I share with readers the Danish terms Hygge and Hygglig.

With the U.S. ranking 13th on the World Happiness Report and our growing wealth inequality, among other concerns, President Trump has his work cut out for him.

I share a small list of major concerns that President Trump needs to confront.

This weekend, I finally found a 45 minute block of time in the car to catch up on a few week old Tom Ashbrook On Point podcast: "Forget Your Troubles, Come On, Get Hygge". I'm glad that I did, as this is a fabulous and offbeat episode that expanded my horizon, both culturally and imaginatively. It was a nice reprieve from thinking about our highly divided political atmosphere, financial markets, and the economic uncertainty of our times. Within the segment, Tom interviews New York Times columnist Penelope Green as she discusses excerpts from her December 24, 2016, article on "Hygge". I must admit, I am not nearly as well read or culturally aware as some of Seeking Alpha's writers, so the Danish word (pronounced Hoo-gah) and phenomenon was new to me. Per Penelope's in-depth reporting (see below), I am once again reminded I am nowhere near the cutting edge of recognizing cultural movements.

Hygge is already such a thing in Britain that the Collins Dictionary proclaimed it one of the top 10 words of 2016, along with Brexit and Trumpism.

Another of Tom's guests was Meik Wiking (translated to Mike Viking in English), who is the founder of the Happiness Institute, a Copenhagen think tank exploring societal happiness across countries. Meik recently published The Little Book of Hygge. The precise definition of Hygge, or its adjective form Hygglig (pronounced Hoo-gah-lee), is hard to pin down. It can be loosely translated into a small cozy gathering with friends, surrounded by an atmosphere of candles, a fireplace, some hot beverages and comfortable food, questing for presence in the moment, protected from the harsh elements, and not distracted by electronics or technology. Activities can include board games, thoughtful conversations, or time spent with family and friends. Given that Denmark consistently occupies the coveted top spot on the world's happiness surveys, perhaps there is something to this concept of Hygge.

Here are the World Happiness Rankings, where Denmark ranked first and the U.S. was 13th.

(Source: Business Insider)

Although, I acknowledge, Denmark's population is only 5.2 million compared to 318 million for the U.S., its population is much less diverse than the U.S., and it has a social democratic economic model (with high marginal tax rates, but lots of public benefit and social services) compared to the U.S.'s hard-nosed capitalistic system, this is an interesting concept. I don't know enough about Denmark and haven't visited, so I am going to refrain from making any sweeping opinions or declarative statements.

(Source: Trading Economics)

Perhaps the U.S. ranks in the 13th slot because of these major concerns, or at least partially so.

The overall U.S. Poverty Rate in 2015 was 13.5%. So for a country with a population of approximately 318 million, roughly 43.1 million people live in poverty.

With the rise of Donald Trump as our 45th president, I started to put stock into the considerable amount of wood Mr. Trump need to chop to Make America Great Again. If Mr. Trump wants to help the downtrodden and forgotten, like he repeatedly trumpeted on his campaign trail, then his work has a number of key metrics to be measured against.

LIST OF TASKS:
[A] Copy the stretch of the Hygge article from "Here are the" through "least partially so." word for word.
[B] According to the Hygge article, who founded the Happiness Institute?
[C] List the things the Hygge article names as making up the atmosphere of a Hygge gathering.

DATA SEGMENT:
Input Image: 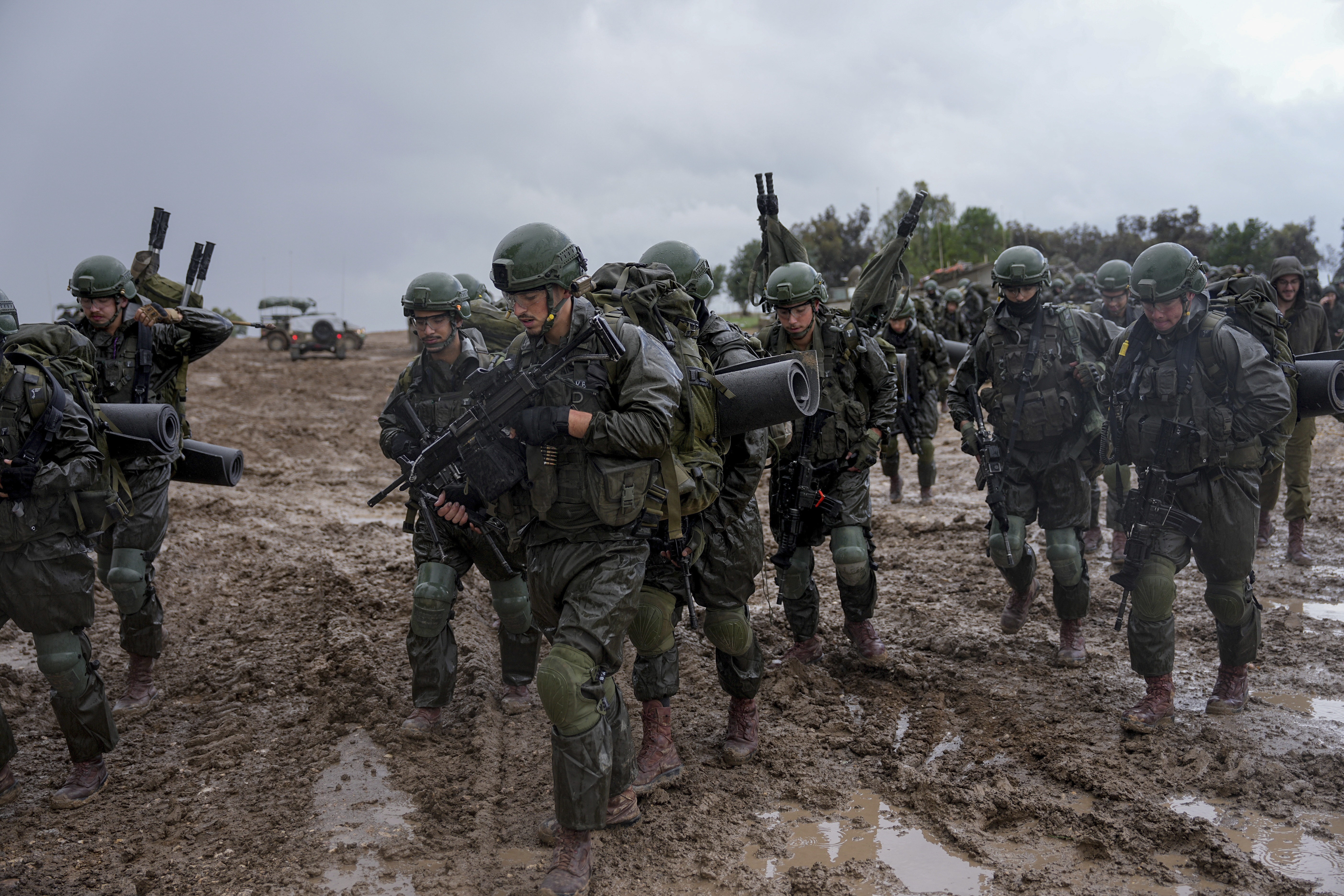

ANSWER LIST:
[A]
Here are the World Happiness Rankings, where Denmark ranked first and the U.S. was 13th.

(Source: Business Insider)

Although, I acknowledge, Denmark's population is only 5.2 million compared to 318 million for the U.S., its population is much less diverse than the U.S., and it has a social democratic economic model (with high marginal tax rates, but lots of public benefit and social services) compared to the U.S.'s hard-nosed capitalistic system, this is an interesting concept. I don't know enough about Denmark and haven't visited, so I am going to refrain from making any sweeping opinions or declarative statements.

(Source: Trading Economics)

Perhaps the U.S. ranks in the 13th slot because of these major concerns, or at least partially so.

[B] Meik Wiking

[C]
- Candles
- A fireplace
- Some hot beverages
- Comfortable food